[[ Records shown, beginning ]]

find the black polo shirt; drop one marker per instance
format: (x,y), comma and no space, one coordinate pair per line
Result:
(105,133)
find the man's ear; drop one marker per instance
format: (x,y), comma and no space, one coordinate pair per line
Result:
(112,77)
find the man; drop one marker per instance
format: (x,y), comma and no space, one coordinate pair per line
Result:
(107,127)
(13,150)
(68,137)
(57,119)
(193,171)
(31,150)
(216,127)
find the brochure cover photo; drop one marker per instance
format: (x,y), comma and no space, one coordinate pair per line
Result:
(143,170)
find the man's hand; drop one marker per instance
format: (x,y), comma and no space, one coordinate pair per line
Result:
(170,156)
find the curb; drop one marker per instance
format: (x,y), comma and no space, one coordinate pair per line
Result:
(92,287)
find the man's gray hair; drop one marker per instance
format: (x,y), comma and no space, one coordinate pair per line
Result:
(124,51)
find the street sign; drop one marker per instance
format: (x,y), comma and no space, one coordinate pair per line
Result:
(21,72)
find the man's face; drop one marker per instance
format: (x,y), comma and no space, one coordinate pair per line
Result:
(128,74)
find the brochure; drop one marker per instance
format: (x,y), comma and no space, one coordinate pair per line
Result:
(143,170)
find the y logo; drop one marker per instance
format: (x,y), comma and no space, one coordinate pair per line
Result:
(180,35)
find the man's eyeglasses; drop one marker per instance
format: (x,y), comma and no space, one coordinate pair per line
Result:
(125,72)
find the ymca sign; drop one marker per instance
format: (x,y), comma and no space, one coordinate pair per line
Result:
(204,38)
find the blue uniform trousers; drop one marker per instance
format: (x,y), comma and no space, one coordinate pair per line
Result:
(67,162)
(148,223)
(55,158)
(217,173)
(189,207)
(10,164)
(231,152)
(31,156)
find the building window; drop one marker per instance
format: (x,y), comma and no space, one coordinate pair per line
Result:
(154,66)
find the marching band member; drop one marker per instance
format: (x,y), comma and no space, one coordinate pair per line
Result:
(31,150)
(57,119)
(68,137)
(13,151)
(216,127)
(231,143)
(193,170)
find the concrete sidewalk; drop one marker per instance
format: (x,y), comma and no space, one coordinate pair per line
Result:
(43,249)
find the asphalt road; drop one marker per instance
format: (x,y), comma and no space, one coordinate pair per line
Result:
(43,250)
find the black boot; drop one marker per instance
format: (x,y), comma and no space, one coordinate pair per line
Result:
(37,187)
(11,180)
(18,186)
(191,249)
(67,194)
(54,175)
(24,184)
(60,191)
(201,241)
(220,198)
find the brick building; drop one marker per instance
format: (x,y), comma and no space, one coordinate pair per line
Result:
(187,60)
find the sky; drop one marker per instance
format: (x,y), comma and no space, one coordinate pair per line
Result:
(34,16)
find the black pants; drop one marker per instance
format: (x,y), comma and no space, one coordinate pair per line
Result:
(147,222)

[[ Records shown, end ]]

What you have to do: Every line above from the line with "find the man's eyeglasses;" to the line with "find the building" is wanted, ends included; write them out exactly and add no other line.

Answer for the task:
find the man's eyeglasses; drop one marker per instance
format: (x,y), comma and no space, one coordinate pair per line
Result:
(125,72)
find the ymca sign; drop one marker per instance
format: (x,y), comma and no space, one coordinate pair per line
Result:
(204,38)
find the blue uniform trousers; drop one marker per instance
format: (x,y), comma and no space, one coordinate pair per line
Result:
(67,162)
(148,223)
(55,158)
(217,173)
(189,207)
(10,164)
(231,152)
(31,156)
find the building window; drop one marker per instance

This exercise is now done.